* _Excerpt provided_
_ _ _

The number of overdoes have doubled in the last year, according to WLWT. In 2016, the total number of overdoses was 532. Not even halfway through 2017, the city has reported a record high 577 overdoses.
The amount of community service required will depend on the amount of money it cost the city for the emergency response. Seems fair enough, right? Well, the controversial aspect of the “three strike system” comes after an addict has been revived twice by the city through the administration of Narcan.
Picard stated in a meeting: “If the dispatcher determines that the person who’s overdosed is someone who’s been part of the program for two previous overdoses and has not completed the community service and has not cooperated in the program, then we wouldn’t dispatch.”
Picard has made it clear that this may not fix the city’s rampant drug problem, but it will save the city money. Narcan treatments cost Middletown over $11,000 last year. This year the amount has almost tripled, and is currently sitting at $30,000.
Middleton’s Fire Department explained why his responders would not roll out if the dispatcher determines that this is the third time they’ve been called to treat an addict. According to Fire Chief Paul Lolli, he and his men are required “by law” to give Narcan to an overdosing patient if they arrive on scene.
If the fire department is never dispatched, then they wouldn’t be required to administer the costly drug.
Lolli said, “We are faced with stress on our services, particularly the EMS services where we can do six to eight opioid overdose runs a day.” Lolli is, however, opposed to Picard’s plan, stating “it’s our job to save patients, regardless of cost.”
It’s currently unclear if this proposal will ever be put into place, but the plan has undoubtedly stirred up debate in what has become a national epidemic.

_ _ _

* _Data excerpt_
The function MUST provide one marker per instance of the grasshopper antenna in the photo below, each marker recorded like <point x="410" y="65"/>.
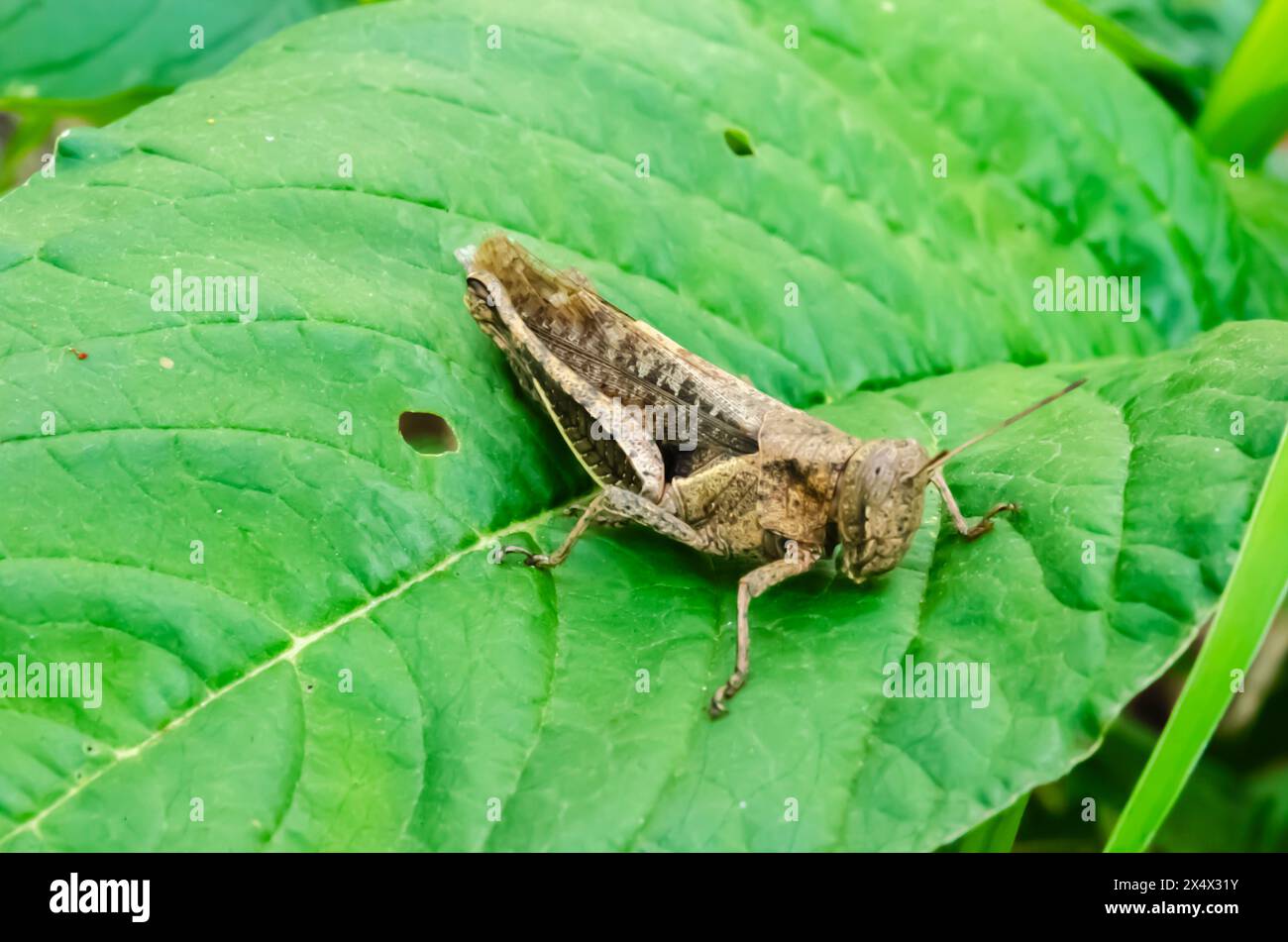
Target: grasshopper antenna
<point x="943" y="457"/>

_ _ _

* _Exercise details_
According to the excerpt on Middletown's overdose response, how much did Narcan treatments cost Middletown last year?

* _Exercise result_
Over $11,000.